No coronavirus baby boom: Births expected to plunge in US after pandemic, experts say
Early in the pandemic, many people joked that there would be a baby boom at the end of the year after months of quarantining, but a new report estimates there could be a substantial drop in births instead — a decline anywhere between 300,000 to 500,000 births next year in the U.S.
Condom sales were even reported to have been increasing in the U.S. since coronavirus cases first emerged, McClatchy News previously reported.
The two economists behind the calculations based their expectations on evidence from the Great Recession of 2007-2009 and the 1918 Spanish Flu, according to their report in the Brookings Institution.
The “tremendous economic loss, uncertainty and insecurity” stemming from the COVID-19 crisis could not only make it difficult to financially support a child, but also influence desires and physical capabilities to have children.
“The circumstances in which we now find ourselves are likely to be long-lasting and will lead to a permanent loss of income for many people,” Melissa Kearney and Phillip Levine wrote in their report. “We expect that many of these births will not just be delayed – but will never happen.”
“There will be a COVID-19 baby bust. That will be yet another cost of this terrible episode,” the economists wrote.
No money, more problems, fewer babies
In just 12 weeks since the pandemic began, more than 44 million Americans have filed unemployment claims, media outlets report.
Experts predict that 42% of those recent layoffs will be permanent, based on past studies of recession-related job loss, according to research from the University of Chicago.
------------------------
* Exercise details *
Decide whether each statement below agrees with the article on expected U.S. births after the pandemic, answering yes or no and quoting the words of the article that decide it. (a) The report estimates that U.S. births next year could fall by between 300,000 and 500,000. (b) The two economists based their expectations on evidence from the Great Depression and the 1918 Spanish Flu. (c) Experts predict that most of the recent layoffs will be permanent.
------------------------
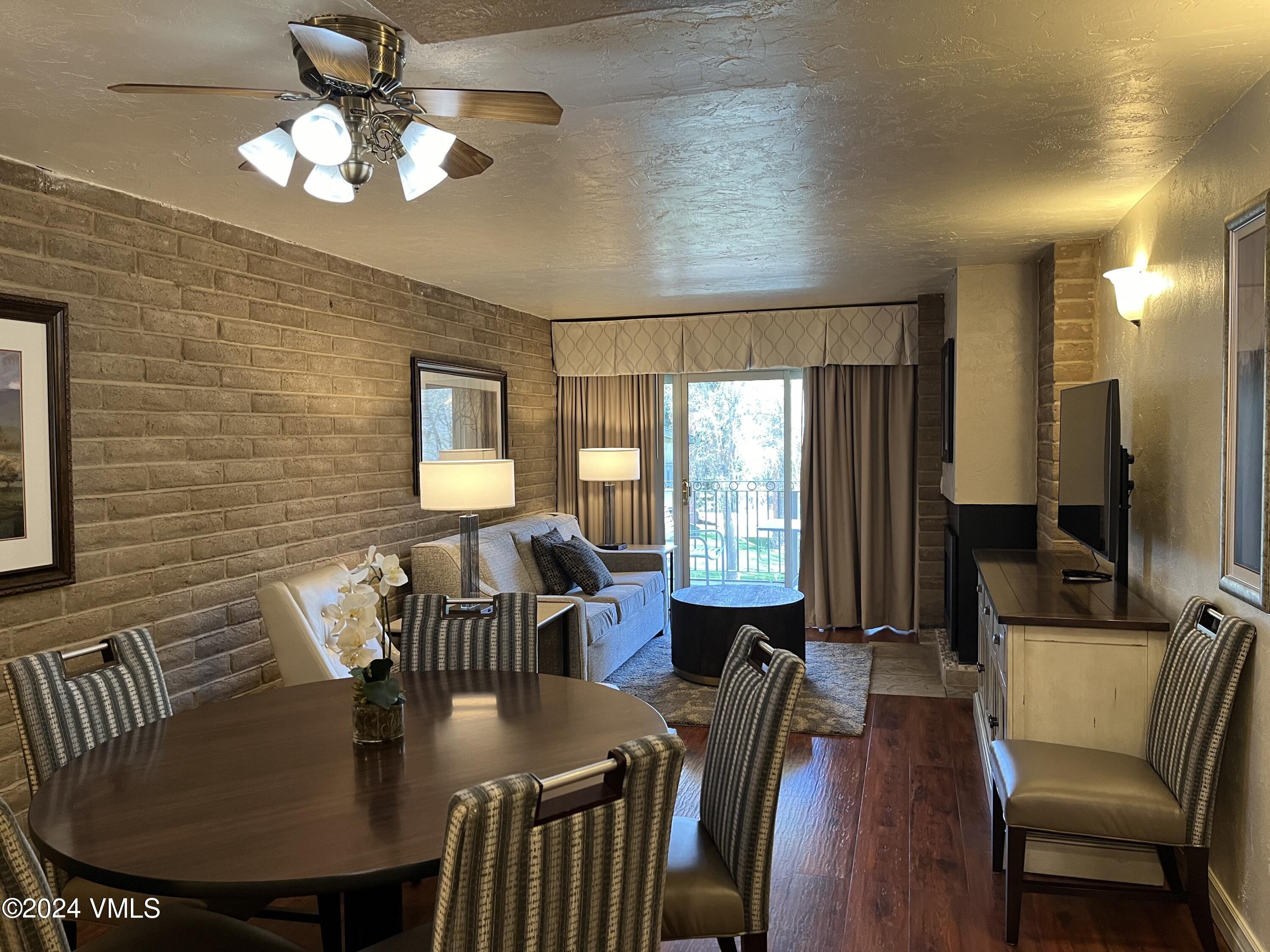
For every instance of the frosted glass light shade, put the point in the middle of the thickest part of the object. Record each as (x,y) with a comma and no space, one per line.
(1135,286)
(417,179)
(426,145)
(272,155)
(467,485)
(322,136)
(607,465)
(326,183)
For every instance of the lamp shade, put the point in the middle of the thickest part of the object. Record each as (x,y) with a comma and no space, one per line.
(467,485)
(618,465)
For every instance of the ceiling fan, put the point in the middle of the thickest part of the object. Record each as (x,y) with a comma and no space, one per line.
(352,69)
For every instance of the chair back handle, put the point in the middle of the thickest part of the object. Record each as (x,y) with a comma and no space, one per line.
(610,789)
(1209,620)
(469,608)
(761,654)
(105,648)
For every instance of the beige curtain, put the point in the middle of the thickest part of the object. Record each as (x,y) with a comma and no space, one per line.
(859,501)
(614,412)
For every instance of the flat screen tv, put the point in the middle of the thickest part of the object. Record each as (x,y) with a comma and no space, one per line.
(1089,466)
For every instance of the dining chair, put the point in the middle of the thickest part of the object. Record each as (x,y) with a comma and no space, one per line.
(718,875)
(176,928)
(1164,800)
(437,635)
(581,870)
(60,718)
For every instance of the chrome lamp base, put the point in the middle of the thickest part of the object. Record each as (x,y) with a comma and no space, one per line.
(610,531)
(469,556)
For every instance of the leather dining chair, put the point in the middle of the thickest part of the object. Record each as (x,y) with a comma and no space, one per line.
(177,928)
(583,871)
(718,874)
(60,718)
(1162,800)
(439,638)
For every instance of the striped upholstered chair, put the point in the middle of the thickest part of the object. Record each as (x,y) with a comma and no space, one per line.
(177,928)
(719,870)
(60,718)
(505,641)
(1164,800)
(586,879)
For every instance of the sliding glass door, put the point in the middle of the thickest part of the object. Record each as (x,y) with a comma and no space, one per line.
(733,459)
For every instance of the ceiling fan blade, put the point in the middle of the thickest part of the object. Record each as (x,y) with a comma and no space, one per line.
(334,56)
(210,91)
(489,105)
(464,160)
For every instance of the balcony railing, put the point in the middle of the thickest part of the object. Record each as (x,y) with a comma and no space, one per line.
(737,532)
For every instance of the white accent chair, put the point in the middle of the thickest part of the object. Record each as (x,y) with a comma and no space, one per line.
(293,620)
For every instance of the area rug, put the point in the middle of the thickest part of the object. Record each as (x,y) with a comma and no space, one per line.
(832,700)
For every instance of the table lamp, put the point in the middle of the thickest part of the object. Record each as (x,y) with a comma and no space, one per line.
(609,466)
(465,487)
------------------------
* Exercise output *
(a) Yes: "a decline anywhere between 300,000 to 500,000 births next year in the U.S."
(b) No: "based their expectations on evidence from the Great Recession of 2007-2009 and the 1918 Spanish Flu"
(c) No: "Experts predict that 42% of those recent layoffs will be permanent"